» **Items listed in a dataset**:

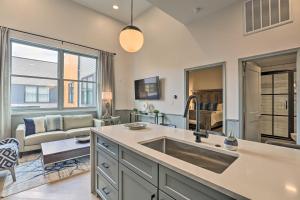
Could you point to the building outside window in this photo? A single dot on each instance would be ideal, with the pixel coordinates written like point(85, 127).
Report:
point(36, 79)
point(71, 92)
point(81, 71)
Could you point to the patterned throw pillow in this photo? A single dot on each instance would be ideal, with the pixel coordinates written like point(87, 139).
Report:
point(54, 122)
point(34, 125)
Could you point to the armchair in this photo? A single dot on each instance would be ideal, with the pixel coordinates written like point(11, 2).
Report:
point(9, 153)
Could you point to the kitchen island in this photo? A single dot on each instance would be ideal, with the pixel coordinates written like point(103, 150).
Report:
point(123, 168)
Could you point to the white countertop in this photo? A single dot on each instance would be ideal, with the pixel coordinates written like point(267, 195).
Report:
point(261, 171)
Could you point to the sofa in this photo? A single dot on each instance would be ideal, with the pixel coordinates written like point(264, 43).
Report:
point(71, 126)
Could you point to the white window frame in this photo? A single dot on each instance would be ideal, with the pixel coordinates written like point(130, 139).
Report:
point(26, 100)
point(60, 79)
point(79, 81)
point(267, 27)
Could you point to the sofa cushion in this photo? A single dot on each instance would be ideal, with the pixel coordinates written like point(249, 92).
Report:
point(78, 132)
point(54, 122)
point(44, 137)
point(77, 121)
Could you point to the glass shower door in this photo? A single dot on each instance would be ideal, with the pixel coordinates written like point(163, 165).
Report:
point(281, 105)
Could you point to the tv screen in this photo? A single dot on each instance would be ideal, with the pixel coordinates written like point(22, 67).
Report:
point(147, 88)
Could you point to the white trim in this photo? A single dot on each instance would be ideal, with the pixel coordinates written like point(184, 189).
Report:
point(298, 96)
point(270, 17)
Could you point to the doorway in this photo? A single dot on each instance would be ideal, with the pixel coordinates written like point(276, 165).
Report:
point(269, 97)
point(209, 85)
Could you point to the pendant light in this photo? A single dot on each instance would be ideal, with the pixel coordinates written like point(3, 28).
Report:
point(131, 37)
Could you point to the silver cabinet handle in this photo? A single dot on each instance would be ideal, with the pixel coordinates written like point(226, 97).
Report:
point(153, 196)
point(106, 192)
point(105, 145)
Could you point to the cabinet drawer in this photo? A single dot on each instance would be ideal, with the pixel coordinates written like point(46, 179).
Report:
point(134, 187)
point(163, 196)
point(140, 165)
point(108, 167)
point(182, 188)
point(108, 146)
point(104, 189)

* * *

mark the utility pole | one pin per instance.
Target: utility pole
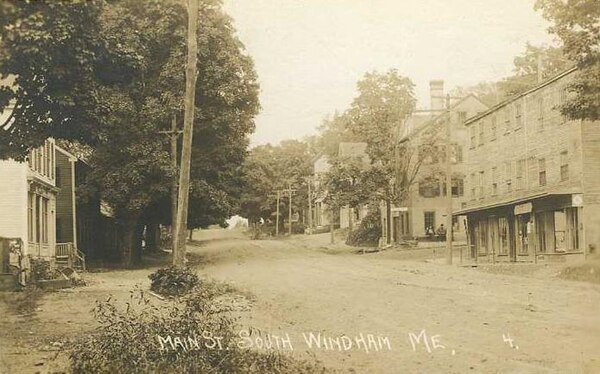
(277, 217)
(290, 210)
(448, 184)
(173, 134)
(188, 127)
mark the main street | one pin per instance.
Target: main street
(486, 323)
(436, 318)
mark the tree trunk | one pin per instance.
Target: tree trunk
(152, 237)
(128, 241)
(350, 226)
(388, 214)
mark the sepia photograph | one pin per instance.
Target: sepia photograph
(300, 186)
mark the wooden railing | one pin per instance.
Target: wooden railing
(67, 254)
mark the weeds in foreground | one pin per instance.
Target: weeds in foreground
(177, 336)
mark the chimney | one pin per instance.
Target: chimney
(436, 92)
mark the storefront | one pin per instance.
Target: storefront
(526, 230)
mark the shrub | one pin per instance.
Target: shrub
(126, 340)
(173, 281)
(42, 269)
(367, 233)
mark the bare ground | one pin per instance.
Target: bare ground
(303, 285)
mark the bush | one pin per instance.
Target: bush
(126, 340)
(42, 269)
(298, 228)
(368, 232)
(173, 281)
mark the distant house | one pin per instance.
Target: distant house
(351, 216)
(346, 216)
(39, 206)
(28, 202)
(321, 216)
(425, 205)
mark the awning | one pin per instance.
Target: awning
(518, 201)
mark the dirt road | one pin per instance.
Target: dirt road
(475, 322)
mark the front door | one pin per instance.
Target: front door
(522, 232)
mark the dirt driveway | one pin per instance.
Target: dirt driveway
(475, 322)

--

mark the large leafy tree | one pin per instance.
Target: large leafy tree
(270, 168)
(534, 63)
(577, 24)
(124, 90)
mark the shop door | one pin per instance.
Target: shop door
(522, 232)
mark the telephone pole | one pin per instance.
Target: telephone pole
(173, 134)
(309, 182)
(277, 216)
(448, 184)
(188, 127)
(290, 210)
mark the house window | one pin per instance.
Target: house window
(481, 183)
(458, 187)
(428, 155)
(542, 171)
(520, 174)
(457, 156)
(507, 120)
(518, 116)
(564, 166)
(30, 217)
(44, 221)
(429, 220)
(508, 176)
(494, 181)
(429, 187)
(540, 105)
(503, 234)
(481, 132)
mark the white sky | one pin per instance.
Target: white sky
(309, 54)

» **Exercise details**: Please quote the data word for word, beginning at the line that contains "Could you point to the tv" and ending after the line that contains "point(147, 88)".

» **Full answer**:
Could you point to the tv screen in this photo? A single dot on each instance would be ideal, with the pixel coordinates written like point(22, 67).
Report:
point(147, 88)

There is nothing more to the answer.